> **Records to use**:
══════════

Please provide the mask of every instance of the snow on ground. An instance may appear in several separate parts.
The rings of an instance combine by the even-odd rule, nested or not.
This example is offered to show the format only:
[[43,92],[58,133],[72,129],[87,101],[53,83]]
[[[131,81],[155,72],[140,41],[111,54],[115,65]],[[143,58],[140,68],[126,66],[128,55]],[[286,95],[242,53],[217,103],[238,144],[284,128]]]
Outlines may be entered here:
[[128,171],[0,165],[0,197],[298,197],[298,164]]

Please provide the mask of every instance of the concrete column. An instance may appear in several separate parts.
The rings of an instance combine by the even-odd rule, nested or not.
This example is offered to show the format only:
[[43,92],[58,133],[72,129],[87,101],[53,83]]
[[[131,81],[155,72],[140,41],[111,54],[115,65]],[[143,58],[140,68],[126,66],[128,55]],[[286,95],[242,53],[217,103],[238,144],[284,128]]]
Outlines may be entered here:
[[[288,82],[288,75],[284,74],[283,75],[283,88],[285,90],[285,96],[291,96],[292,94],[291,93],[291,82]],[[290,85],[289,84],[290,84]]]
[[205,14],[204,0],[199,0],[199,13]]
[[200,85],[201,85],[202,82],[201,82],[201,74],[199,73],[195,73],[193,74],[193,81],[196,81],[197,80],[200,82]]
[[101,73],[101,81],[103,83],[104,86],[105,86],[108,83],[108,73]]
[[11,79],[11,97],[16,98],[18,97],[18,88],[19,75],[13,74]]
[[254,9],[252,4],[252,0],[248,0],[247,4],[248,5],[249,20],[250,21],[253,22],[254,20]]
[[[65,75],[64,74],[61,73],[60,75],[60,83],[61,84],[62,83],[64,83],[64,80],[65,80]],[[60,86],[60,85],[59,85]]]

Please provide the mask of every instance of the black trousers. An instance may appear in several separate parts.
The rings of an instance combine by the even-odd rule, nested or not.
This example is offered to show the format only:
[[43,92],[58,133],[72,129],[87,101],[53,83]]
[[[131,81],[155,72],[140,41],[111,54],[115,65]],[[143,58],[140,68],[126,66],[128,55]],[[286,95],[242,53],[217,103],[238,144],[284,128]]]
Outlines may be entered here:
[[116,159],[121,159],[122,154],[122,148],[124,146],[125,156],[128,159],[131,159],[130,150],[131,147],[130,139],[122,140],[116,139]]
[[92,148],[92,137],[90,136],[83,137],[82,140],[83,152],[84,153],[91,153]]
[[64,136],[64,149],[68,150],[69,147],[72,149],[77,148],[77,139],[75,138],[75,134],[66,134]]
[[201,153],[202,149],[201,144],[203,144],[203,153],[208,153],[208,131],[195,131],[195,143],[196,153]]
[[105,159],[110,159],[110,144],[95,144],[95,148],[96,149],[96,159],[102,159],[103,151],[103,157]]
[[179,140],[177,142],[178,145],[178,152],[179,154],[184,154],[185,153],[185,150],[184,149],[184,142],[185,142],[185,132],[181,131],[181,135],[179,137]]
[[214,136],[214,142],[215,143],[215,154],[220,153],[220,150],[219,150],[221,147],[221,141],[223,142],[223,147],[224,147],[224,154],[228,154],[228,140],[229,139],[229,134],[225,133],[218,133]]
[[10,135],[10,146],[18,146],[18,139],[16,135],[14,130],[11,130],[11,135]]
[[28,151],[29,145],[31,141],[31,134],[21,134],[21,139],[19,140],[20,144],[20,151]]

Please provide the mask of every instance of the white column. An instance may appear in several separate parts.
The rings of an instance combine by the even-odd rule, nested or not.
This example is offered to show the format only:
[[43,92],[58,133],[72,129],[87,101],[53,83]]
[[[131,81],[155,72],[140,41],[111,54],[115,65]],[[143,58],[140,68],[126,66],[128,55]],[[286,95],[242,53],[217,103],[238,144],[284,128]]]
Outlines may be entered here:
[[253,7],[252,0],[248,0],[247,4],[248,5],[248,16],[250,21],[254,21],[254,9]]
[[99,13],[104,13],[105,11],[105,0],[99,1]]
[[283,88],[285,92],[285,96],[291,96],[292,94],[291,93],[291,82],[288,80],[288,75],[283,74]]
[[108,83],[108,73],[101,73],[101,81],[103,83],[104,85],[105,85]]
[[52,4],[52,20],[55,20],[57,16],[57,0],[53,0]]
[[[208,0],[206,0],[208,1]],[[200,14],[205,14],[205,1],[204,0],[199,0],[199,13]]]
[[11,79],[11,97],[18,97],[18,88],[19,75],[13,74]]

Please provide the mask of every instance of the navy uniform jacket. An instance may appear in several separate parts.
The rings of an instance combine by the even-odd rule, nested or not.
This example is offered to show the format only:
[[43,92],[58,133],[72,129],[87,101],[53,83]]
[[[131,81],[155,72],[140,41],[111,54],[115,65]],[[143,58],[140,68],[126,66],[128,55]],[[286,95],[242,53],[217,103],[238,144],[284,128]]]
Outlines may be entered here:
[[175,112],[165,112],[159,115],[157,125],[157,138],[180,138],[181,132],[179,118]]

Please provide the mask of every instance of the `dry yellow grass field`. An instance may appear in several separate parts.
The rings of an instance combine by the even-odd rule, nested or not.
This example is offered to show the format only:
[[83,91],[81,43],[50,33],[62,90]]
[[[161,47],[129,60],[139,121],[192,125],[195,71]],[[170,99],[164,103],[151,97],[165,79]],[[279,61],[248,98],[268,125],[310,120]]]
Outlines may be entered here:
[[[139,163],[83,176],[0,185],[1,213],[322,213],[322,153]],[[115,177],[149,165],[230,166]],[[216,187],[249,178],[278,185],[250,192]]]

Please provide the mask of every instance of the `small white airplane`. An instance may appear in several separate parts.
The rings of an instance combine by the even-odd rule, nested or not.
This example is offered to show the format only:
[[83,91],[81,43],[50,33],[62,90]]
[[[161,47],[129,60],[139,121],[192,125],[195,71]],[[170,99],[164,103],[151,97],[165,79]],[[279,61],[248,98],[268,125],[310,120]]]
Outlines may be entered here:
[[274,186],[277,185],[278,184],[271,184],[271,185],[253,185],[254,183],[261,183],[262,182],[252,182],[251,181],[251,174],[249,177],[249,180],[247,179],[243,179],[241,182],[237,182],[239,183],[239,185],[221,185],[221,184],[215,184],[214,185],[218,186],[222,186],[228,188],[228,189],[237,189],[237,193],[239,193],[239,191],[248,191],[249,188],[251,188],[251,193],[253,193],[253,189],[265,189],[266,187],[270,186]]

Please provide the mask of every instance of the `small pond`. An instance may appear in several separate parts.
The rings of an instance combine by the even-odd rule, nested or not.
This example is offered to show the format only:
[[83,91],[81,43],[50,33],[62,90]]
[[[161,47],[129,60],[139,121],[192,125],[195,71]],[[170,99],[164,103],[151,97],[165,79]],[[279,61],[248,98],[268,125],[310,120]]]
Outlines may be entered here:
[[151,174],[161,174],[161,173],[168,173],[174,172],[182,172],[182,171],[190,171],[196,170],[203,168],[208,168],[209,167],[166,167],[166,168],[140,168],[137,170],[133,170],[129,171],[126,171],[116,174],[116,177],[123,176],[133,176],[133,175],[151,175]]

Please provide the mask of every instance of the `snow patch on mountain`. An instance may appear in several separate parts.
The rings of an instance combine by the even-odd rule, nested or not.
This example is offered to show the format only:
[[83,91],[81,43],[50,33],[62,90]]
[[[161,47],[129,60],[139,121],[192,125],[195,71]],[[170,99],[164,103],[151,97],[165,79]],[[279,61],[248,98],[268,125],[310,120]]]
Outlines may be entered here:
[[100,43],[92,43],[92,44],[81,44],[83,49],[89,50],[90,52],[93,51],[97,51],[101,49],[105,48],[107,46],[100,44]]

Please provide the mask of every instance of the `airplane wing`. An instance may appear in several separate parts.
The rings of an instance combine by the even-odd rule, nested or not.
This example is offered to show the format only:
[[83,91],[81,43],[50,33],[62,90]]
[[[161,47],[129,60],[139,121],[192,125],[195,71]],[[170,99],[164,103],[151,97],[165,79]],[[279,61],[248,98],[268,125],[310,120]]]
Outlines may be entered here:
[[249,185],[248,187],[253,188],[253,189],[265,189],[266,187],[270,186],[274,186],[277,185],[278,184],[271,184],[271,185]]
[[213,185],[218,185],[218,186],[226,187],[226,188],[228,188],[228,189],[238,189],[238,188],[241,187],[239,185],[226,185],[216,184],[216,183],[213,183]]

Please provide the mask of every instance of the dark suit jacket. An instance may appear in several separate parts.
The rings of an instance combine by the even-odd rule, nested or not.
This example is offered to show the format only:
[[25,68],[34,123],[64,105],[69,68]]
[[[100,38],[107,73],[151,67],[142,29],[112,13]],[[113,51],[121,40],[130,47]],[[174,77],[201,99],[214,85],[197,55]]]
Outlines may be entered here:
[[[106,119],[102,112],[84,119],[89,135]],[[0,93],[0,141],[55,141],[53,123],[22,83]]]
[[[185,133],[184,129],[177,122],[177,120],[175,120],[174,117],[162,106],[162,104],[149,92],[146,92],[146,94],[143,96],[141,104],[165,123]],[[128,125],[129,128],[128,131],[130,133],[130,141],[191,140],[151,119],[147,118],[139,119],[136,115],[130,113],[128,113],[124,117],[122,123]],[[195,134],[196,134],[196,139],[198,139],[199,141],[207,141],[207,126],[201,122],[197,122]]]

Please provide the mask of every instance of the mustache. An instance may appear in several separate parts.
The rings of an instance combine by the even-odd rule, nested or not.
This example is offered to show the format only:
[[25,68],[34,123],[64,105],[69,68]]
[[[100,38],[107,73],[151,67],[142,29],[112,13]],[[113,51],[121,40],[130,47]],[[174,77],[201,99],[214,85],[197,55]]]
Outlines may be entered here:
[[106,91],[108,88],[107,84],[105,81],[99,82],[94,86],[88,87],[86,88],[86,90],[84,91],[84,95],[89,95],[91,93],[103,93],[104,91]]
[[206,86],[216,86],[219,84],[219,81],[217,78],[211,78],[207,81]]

══════════

> **Work to do**:
Convert the entries, from their first line up to and including the line with "[[128,171],[0,165],[0,197],[298,197],[298,164]]", into a Markdown table with the columns Row and Entry line, skipping any blank lines.

> **The output**:
| Row | Entry line |
|---|---|
| 1 | Please provide the mask of every instance of the snow on ground. An instance may appear in several separate parts. |
| 2 | The rings of an instance combine by the even-odd rule, nested or not. |
| 3 | This example is offered to show the format only: |
| 4 | [[43,92],[58,133],[72,129],[87,101],[53,83]] |
| 5 | [[[131,81],[155,72],[140,41],[111,54],[115,65]],[[143,58],[140,68],[126,66],[128,55]],[[286,95],[242,53],[217,103],[238,144],[284,128]]] |
| 6 | Outlines may be entered here: |
| 7 | [[128,171],[0,165],[0,197],[298,197],[298,164]] |